[[ Provided records open ]]

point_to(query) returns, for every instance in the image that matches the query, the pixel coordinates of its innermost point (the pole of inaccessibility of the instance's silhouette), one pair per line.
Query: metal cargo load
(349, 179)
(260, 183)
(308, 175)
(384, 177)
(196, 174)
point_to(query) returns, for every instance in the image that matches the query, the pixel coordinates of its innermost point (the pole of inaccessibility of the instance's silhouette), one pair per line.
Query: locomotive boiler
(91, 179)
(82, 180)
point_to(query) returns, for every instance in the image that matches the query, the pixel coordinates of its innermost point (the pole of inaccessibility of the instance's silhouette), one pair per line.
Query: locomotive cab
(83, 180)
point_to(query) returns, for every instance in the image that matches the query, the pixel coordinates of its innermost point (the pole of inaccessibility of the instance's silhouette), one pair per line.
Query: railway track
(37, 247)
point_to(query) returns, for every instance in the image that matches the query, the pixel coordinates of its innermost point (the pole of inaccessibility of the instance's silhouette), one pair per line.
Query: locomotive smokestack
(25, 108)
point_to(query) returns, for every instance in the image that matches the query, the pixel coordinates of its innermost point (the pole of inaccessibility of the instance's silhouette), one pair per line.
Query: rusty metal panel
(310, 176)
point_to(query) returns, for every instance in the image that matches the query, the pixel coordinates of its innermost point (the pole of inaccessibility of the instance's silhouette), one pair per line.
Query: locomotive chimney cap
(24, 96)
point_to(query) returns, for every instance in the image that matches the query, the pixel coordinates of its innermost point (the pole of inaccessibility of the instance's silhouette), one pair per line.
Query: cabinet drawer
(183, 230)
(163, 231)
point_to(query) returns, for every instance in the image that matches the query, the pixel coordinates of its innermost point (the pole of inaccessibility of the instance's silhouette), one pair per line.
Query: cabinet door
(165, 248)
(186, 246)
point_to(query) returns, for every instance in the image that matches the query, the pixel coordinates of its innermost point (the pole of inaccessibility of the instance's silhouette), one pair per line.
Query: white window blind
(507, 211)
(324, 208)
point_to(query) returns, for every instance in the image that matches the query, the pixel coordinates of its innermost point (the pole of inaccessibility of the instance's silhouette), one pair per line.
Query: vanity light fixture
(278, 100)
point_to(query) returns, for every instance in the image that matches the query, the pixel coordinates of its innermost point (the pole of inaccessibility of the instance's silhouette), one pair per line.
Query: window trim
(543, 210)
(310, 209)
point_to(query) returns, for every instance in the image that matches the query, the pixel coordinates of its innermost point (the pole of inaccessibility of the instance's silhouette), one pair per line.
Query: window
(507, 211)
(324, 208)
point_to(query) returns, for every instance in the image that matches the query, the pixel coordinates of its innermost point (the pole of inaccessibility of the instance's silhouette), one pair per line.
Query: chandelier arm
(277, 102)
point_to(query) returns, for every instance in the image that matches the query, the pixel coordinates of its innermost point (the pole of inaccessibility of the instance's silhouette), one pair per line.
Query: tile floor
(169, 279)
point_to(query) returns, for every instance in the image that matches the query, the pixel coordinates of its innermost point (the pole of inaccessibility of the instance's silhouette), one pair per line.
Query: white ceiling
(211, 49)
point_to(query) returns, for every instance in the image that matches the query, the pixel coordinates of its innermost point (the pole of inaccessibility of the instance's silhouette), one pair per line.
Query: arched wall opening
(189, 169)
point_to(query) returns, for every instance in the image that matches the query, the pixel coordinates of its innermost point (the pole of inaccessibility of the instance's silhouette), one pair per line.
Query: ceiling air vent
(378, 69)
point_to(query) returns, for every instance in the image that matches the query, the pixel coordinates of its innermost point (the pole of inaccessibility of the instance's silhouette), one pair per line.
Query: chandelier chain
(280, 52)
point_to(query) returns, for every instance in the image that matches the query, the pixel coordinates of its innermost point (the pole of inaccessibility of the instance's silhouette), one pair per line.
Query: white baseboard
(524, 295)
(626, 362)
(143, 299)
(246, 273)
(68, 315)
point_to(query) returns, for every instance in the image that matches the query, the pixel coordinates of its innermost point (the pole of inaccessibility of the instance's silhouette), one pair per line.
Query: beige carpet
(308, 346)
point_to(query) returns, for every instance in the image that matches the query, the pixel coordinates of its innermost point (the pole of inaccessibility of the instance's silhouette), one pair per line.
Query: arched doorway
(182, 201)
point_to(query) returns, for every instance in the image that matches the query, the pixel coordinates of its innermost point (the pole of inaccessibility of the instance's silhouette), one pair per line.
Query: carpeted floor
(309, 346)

[[ Provided records closed ]]

None of the records may be omitted or altered when they are given again.

point_to(query) returns, for every instance in the image that matches the query, the pixel coordinates of its innermost point (the pole of inaccessibility of the instance's silhouette), one pair per line.
Query: metal cargo load
(349, 179)
(260, 183)
(308, 175)
(384, 177)
(196, 174)
point_to(query) returns, for every instance in the image that matches the query, the pixel coordinates of its innermost point (the pole of inaccessibility of the instance's silhouette), one pair per line.
Query: locomotive boiler
(91, 179)
(82, 180)
point_to(query) returns, for every instance in the image that matches the query, the pixel coordinates of its innermost point (the pole of inaccessibility of the instance's silhouette), one pair per line.
Query: locomotive cab
(83, 180)
point_to(query) returns, for every instance in the image that matches the query, the pixel coordinates of its innermost point (the pole of inaccessibility of the instance's silhouette), one pair per line.
Query: railway track
(37, 247)
point_to(query) returns, for every instance in the image that matches the query, the pixel coordinates of its innermost point (the pole of inaccessibility of the instance's silhouette), one pair per line.
Query: locomotive smokestack
(25, 108)
point_to(query) returns, for every instance in the image that matches the query, the pixel coordinates of its innermost point (the pole of inaccessibility of the instance's silhouette), one pair per line.
Query: rusty metal panel
(310, 176)
point_to(query) returns, for every instance in the image that matches the query, the pixel coordinates of its innermost point (the pole of inaccessibility of the instance's silhouette), one pair per line.
Query: locomotive chimney cap
(24, 96)
point_to(query) returns, for every instance in the image that matches the query, the pixel coordinates of its innermost point (the pole of inaccessibility of the instance's silhouette), one pair per line.
Query: cabinet drawer
(183, 230)
(163, 231)
point_to(query) returns, for every instance in the image that matches the query, the pixel coordinates of its innermost point (the pole of inaccessibility of the instance's silhouette), one pair per line.
Query: cabinet door
(165, 248)
(186, 246)
point_to(query) returns, for every instance in the image that matches the query, the pixel coordinates of its innermost point (the pole of inaccessibility of the instance's silhouette), one pair per line.
Query: white window blind
(507, 211)
(324, 208)
point_to(query) returns, for every instance in the image that matches the query, the pixel coordinates of its innermost point (the pole of inaccessibility of the instance's silhouette), one pair per line.
Query: vanity light fixture
(278, 100)
point_to(query) returns, for every instance in the image that matches the query, the pixel coordinates of its innermost point (the pole of inaccessibility of the instance's silhouette), one pair per line.
Query: window trim
(543, 210)
(310, 209)
point_to(query) returns, for every instance in the image that matches the query, the pixel coordinates of its innermost point (the pole of inaccessibility of the instance's silhouette), one pair per line.
Query: window
(507, 211)
(324, 208)
point_to(query) returns, for every instance in the image that matches the query, the pixel coordinates of its innermost point (the pole of inaccessibility of the instance's silhouette), one pair per line.
Query: chandelier arm
(277, 102)
point_to(query) returns, for every instance in the image that matches the query, the pixel coordinates of its innermost point (the pole of inaccessibility of the instance's silhouette), one pair per line.
Query: tile floor
(169, 279)
point_to(query) returns, for every instance in the image that matches the query, the pixel coordinates of its innermost point (the pole of inaccessibility of the instance's silhouette), one pair per line.
Query: white ceiling
(211, 49)
point_to(query) returns, for every instance in the image that matches the query, the pixel coordinates of its innermost point (the pole of inaccessibility of the instance's silhouette), one pair per line.
Query: arched wall opening
(189, 169)
point_to(query) returns, for every instance in the image that matches the query, the pixel coordinates of its innermost point (the pole of inaccessibility of the instance's silhouette), one pair per line.
Query: ceiling air vent
(378, 69)
point_to(query) returns, for every instance in the image that matches the query, the pixel coordinates of its innermost point (the pole of inaccessibility of the instance's silhouette), one pair per line.
Query: chandelier chain
(280, 52)
point_to(query) returns, for every instance in the image that matches the query, the pixel coordinates of its innermost point (the pole of inaccessibility of the instance's silhouette), one pair per line.
Query: white baseboard
(524, 295)
(626, 362)
(143, 299)
(246, 273)
(68, 315)
point_to(query) returns, for every instance in the image that matches the query, the pixel coordinates of its innermost point (the pole of inaccessibility of the instance's silhouette), one pair per line.
Query: beige carpet
(308, 346)
point_to(query) returns, for every instance in the image that matches the query, the pixel coordinates of its innermost point (the pole of inaccessibility of the instance's silhouette), one pair per line.
Query: arched doorway
(182, 201)
point_to(query) returns, for every instance in the image that matches the query, the pixel coordinates of its innermost point (the pole of inaccessibility of the instance's silhouette), one pair per line.
Query: carpeted floor
(309, 346)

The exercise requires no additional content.